─── Texto fornecido ───
A criação do ofício de rei de armas do Império pode ser tida como o marco inicial da heráldica brasileira.
A partir de 1808, quando Dom João instalou a Corte no Rio de Janeiro, foram-se paulatinamente duplicando as instituições necessárias ao governo da monarquia, inclusive aquelas às quais competia conceder ou confirmar as diferentes formas de amerceamento régio: títulos de nobreza, foros de fidalguia, ordens de cavalaria, brasões de armas etc.
No que respeita à última das mercês mencionadas, consta que a Corporação dos Reis de Armas foi criada aos 8 de maio de 1810, claramente para funcionar no casamento do infante Dom Pedro Carlos, neto de Carlos III da Espanha, que crescera em Portugal e também viera para o Brasil, com a infanta Dona Maria Teresa, a primogênita do príncipe regente, o qual foi celebrado no dia 13 desse mês no Rio. As nomeações saíram, todavia, algum tempo depois: a Isidoro da Costa e Oliveira deu-se o ofício de rei de armas Portugal por alvará de 13 de setembro de 1814; a Tomás Antônio Carneiro, o de rei de armas Algarve por alvará de 18 de novembro do mesmo ano; a Luís Ribeiro de Carvalho, o de rei de armas América, Ásia e África por alvará da mesma data. Os efeitos desses documentos retroagiam a 19 de junho de 1810, quando se lavrou a Decisão n.º 12, declarando as insígnias dos oficiais de armas.
─── Dados registrados ───
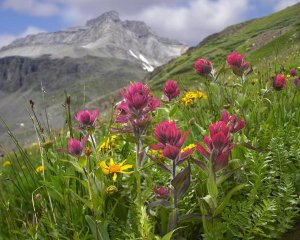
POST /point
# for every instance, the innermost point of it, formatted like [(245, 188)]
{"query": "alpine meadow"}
───
* **Exercício escrito A**:
Responda às perguntas abaixo com base no texto sobre a heráldica brasileira.
(i) Em que ano Dom João instalou a Corte no Rio de Janeiro?
(ii) Em que data foi criada a Corporação dos Reis de Armas?
(iii) Que ofício foi dado a Tomás Antônio Carneiro?
* **Exercício escrito B**:
Transcreva do texto sobre a heráldica brasileira o trecho que começa em "A criação do" e segue até "de armas etc.".
* **Exercício escrito C**:
Por favor, retome o texto sobre a heráldica brasileira a partir do ponto em que ele termina.

* **Resposta escrita A**:
(i) Em 1808.
(ii) Em 8 de maio de 1810.
(iii) O ofício de rei de armas Algarve.

* **Resposta escrita B**:
A criação do ofício de rei de armas do Império pode ser tida como o marco inicial da heráldica brasileira.
A partir de 1808, quando Dom João instalou a Corte no Rio de Janeiro, foram-se paulatinamente duplicando as instituições necessárias ao governo da monarquia, inclusive aquelas às quais competia conceder ou confirmar as diferentes formas de amerceamento régio: títulos de nobreza, foros de fidalguia, ordens de cavalaria, brasões de armas etc.

* **Resposta escrita C**:
Para passar cartas de brasão e registrá-las, faltava, porém, prover o ofício de escrivão da Nobreza, o qual foi dado a Antônio Bernardo Cardoso Pessanha de Castelo Branco por alvará de 6 de fevereiro de 1811. Enquanto isso, Francisco de Paula Campos, escrivão da Nobreza por alvará de 18 de julho de 1803, e Antônio da Silva Rodrigues, rei de armas Portugal por alvará de 19 de julho de 1805, sucedido por José Teodoro de Seixas a partir de junho de 1811, permaneceram no Reino, passando e registrando tais cartas, de modo que houve desde então dois Cartórios da Nobreza: um em Lisboa e o outro no Rio.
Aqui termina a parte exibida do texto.